Problems and tasks:
(A) In the article about pistol shooter Manu Bhaker, where and on what date did she win the World Cup medal before this one?
(B) Continue the article about pistol shooter Manu Bhaker from its final sentence.

Pistol shooter Manu Bhaker’s life, in the recent past, has been riddled with countless moments of self-doubt and uncertainty. There were times when she found herself floundering at crossroads, the rest of the journey fraught with obstacles. The voices of innumerable naysayers, urging the 21-year-old to give up on her dreams, kept ringing in her ears.
But the unassuming Bhaker refuses to be daunted by the odds. She has fought tooth and nail every time, with every fiber of her being, to reclaim her place among the elite.
Saturday wasn’t different. Bhaker, standing outside the final hall of the MP State Shooting Academy in Bhopal with Sandra Reitz and Co., was trying to work out a possible schedule to go horseback-riding with the German contingent at the nearby state government-run Equestrian academy.
“It is her happy place. She often visits the race course when she wants some time to herself,” Ramkishan, Bhaker’s father, says. Bhaker had just won her first ISSF World Cup medal in almost two years. The previous one, a silver, was won in Osijek on June 26, 2021.

Stored records:
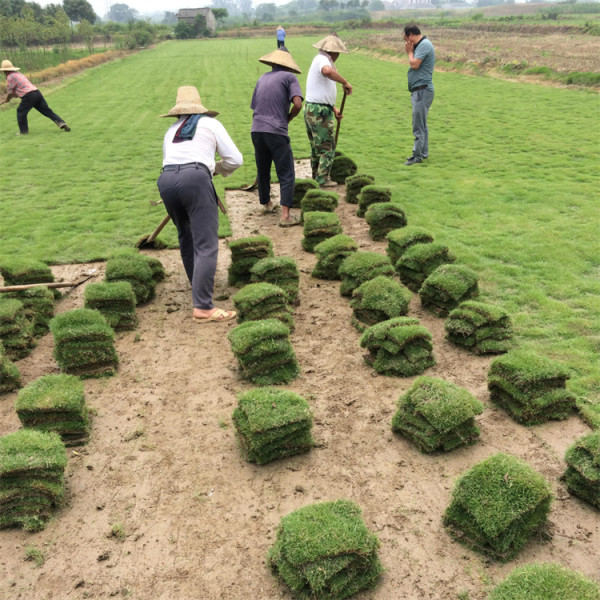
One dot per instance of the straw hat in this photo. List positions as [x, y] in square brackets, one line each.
[8, 66]
[331, 43]
[188, 103]
[282, 58]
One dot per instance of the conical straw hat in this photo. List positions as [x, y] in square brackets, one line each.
[8, 66]
[282, 58]
[188, 103]
[331, 43]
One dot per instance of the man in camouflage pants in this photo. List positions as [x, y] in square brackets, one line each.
[319, 110]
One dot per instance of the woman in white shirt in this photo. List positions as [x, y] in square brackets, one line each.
[186, 188]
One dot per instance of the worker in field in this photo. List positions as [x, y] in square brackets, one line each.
[320, 113]
[421, 58]
[18, 86]
[277, 99]
[186, 188]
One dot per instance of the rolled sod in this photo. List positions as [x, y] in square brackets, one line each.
[583, 469]
[281, 271]
[419, 260]
[272, 424]
[84, 343]
[32, 466]
[479, 328]
[530, 387]
[497, 506]
[318, 227]
[55, 403]
[384, 217]
[378, 299]
[325, 552]
[359, 267]
[371, 194]
[447, 287]
[400, 240]
[545, 581]
[245, 253]
[116, 301]
[400, 346]
[437, 415]
[354, 184]
[330, 255]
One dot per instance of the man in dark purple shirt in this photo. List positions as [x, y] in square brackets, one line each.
[274, 93]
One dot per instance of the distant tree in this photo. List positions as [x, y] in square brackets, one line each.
[77, 10]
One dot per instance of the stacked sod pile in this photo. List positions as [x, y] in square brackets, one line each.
[325, 552]
[418, 261]
[545, 581]
[583, 468]
[264, 352]
[318, 227]
[400, 240]
[16, 330]
[372, 194]
[84, 343]
[116, 301]
[400, 346]
[342, 168]
[447, 287]
[437, 415]
[10, 378]
[272, 424]
[32, 466]
[480, 328]
[302, 186]
[530, 387]
[355, 184]
[55, 403]
[330, 255]
[378, 299]
[497, 506]
[319, 201]
[360, 267]
[258, 301]
[38, 303]
[281, 271]
[136, 269]
[245, 253]
[384, 217]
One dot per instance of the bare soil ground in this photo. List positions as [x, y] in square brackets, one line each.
[193, 520]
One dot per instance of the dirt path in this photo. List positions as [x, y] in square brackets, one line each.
[162, 464]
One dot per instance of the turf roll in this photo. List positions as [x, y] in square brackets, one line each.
[271, 424]
[437, 415]
[479, 328]
[497, 506]
[447, 287]
[324, 551]
[530, 387]
[399, 346]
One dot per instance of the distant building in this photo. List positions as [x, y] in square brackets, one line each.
[188, 15]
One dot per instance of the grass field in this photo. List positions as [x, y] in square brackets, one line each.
[511, 185]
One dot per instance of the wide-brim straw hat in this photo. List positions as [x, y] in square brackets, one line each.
[281, 58]
[331, 43]
[188, 103]
[8, 66]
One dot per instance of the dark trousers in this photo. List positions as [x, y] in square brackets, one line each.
[273, 148]
[190, 200]
[35, 100]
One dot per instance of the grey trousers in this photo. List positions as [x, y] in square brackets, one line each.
[421, 101]
[189, 198]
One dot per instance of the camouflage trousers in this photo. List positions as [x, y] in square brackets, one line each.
[320, 120]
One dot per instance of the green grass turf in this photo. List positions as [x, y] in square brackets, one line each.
[501, 187]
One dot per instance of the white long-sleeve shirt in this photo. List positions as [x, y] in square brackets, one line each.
[210, 137]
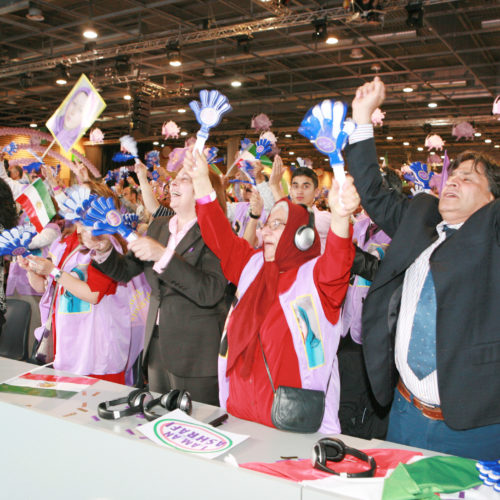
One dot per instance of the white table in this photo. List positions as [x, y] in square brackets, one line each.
[53, 448]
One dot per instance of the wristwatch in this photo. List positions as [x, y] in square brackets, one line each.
[56, 273]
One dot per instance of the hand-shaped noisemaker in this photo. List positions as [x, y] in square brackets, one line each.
[325, 125]
[77, 203]
[208, 114]
[104, 218]
[16, 241]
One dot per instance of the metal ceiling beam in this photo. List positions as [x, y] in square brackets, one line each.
[198, 36]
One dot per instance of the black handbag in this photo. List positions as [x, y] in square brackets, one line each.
[295, 409]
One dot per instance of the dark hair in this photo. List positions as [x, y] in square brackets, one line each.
[8, 210]
[491, 169]
[391, 179]
[307, 172]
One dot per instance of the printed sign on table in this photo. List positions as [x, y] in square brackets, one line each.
[76, 114]
[182, 432]
[47, 386]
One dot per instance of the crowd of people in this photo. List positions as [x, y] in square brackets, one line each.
[383, 301]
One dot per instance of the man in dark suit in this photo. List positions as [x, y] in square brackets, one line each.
[187, 309]
[431, 320]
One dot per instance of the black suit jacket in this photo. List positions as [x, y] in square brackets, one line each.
[189, 294]
[466, 273]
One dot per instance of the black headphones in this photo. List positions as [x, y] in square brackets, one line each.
[135, 402]
[335, 450]
[305, 235]
[170, 401]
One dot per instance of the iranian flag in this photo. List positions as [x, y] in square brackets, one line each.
[37, 204]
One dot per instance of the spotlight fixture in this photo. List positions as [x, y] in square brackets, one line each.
[356, 53]
[320, 33]
[34, 13]
[26, 80]
[243, 43]
[122, 65]
[63, 75]
[90, 33]
[208, 72]
[415, 12]
[174, 54]
[333, 40]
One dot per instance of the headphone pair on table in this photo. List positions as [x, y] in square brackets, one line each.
[142, 401]
[334, 450]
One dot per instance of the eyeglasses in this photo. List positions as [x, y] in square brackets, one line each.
[274, 224]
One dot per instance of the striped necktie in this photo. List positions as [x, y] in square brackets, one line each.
[422, 348]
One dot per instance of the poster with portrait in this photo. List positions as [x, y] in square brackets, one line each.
[76, 114]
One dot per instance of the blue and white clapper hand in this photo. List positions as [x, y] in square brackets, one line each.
[325, 125]
[104, 218]
[208, 113]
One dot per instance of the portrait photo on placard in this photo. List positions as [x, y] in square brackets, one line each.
[76, 114]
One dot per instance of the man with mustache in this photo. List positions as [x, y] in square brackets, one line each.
[430, 320]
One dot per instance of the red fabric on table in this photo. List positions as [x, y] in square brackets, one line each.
[302, 470]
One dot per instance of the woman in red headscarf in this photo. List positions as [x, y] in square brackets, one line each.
[277, 286]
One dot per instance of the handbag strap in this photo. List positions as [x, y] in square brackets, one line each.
[269, 372]
[267, 367]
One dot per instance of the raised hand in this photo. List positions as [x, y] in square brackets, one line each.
[147, 249]
[99, 243]
[196, 166]
[277, 171]
[368, 98]
[256, 203]
[343, 200]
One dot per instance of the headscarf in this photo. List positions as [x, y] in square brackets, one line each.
[247, 318]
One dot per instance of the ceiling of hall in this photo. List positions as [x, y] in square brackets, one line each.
[452, 60]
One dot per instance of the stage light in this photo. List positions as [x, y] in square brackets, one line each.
[174, 54]
[63, 75]
[320, 33]
[415, 12]
[90, 33]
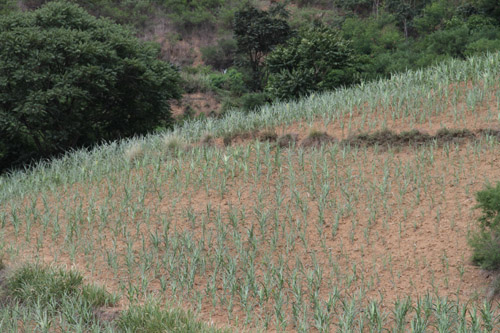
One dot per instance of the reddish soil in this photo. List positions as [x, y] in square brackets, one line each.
[415, 243]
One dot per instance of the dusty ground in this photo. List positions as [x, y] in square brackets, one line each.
[394, 241]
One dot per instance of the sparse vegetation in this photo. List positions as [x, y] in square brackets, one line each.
[344, 237]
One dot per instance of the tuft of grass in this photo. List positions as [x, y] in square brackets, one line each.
[208, 140]
[269, 136]
[50, 287]
[317, 138]
[493, 289]
[287, 140]
[173, 144]
[134, 152]
[151, 318]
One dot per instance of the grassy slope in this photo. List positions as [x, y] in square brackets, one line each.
[288, 239]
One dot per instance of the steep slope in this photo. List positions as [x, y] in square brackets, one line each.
[333, 237]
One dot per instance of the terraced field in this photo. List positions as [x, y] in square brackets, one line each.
[347, 211]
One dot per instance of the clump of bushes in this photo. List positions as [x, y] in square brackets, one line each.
[69, 80]
[485, 242]
[317, 59]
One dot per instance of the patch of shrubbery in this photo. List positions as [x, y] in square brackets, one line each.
[485, 242]
[69, 80]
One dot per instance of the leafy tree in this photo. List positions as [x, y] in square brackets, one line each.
[257, 32]
[490, 8]
[317, 59]
[220, 56]
[486, 241]
[68, 79]
[7, 6]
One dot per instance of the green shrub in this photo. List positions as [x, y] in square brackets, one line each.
[231, 80]
[68, 80]
[253, 101]
[485, 242]
[220, 56]
[257, 32]
[316, 60]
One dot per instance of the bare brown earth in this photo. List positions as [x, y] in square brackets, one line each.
[403, 231]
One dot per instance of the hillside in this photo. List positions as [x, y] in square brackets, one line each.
[346, 228]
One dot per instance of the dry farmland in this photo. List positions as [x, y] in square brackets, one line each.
[343, 228]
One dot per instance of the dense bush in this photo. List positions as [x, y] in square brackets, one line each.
[317, 59]
[486, 241]
[257, 32]
[68, 79]
[220, 56]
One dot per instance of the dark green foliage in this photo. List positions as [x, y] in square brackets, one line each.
[231, 80]
[257, 32]
[69, 80]
[317, 59]
[189, 15]
[220, 56]
[485, 242]
[252, 101]
[7, 6]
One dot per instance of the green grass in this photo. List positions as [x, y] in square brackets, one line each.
[123, 215]
[151, 317]
[41, 298]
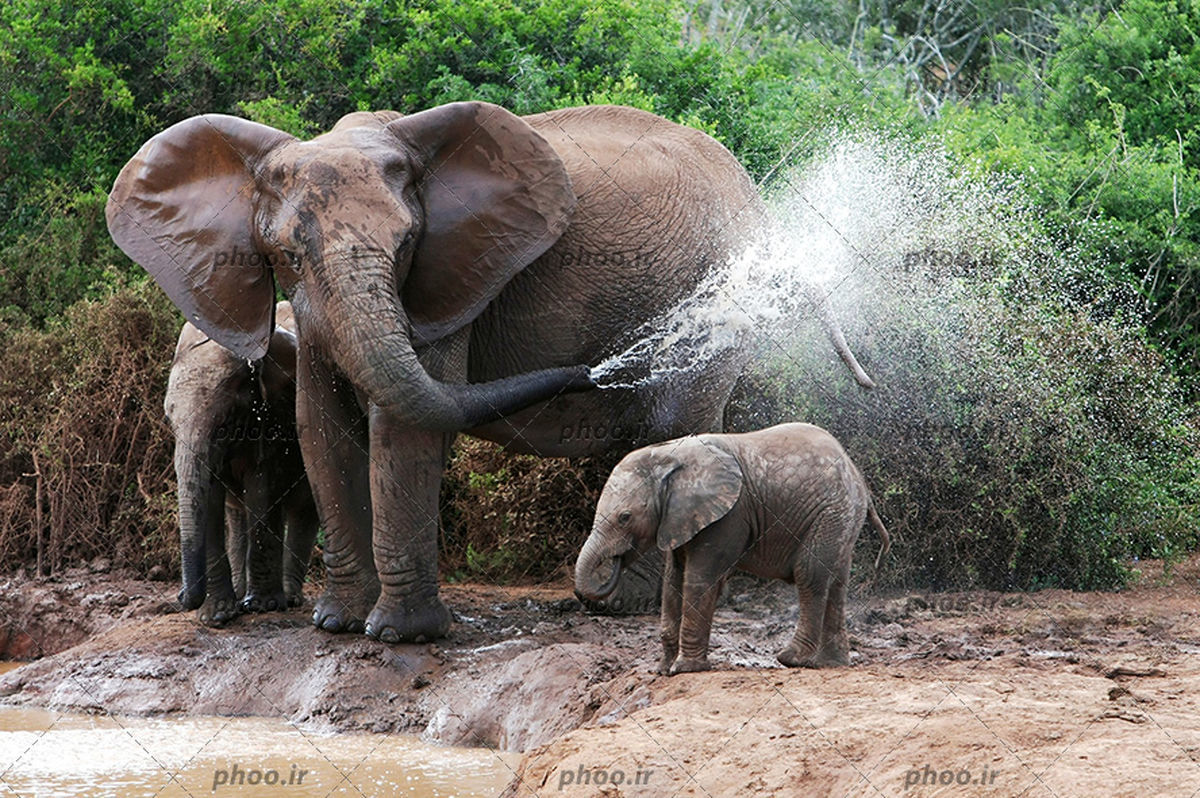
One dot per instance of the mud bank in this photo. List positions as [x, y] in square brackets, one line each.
[1053, 693]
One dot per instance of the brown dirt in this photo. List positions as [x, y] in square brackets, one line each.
[1041, 694]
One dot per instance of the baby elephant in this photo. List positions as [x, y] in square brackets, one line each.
[785, 503]
[241, 480]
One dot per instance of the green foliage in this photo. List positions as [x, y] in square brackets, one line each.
[1014, 442]
[1111, 156]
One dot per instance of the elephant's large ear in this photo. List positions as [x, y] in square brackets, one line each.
[183, 208]
[496, 196]
[700, 485]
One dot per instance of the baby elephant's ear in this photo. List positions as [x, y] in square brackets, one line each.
[701, 485]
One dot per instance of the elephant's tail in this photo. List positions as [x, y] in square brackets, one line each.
[885, 538]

Responses to the exercise:
(A) In Osijek, on June 26, 2021.

(B)
For a change, Bhaker was all smiles, an image that had mostly disappeared since the Tokyo debacle. As the Indian team returned empty-handed from the Olympics, Bhaker, who had been one of the top draws, had to, often unfairly, cop a major chunk of the blame. And of course, the off-lane drama that involved her coach only broke her further. All that, though, is in the past, something Bhaker doesn’t like to dwell on. But the fact that it did affect her to an extraordinary extent was evident in her performances. The Bhaker of yore, who used to win medals for fun, had disappeared into thin air.
She, though, never stopped trying. “I never stopped practising although there were ups and downs and the times were rough. I had waited,” the eight-time World Cup gold medallist says.
And only now did her perseverance pay off, as she emerged triumphant in an ISSF World Cup for the first time since returning from the Asaka Shooting Range. The colour of the medal was bronze but Bhaker was satisfied. Her triumph, though modest in the greater scheme of things, has a significance far beyond its apparent value.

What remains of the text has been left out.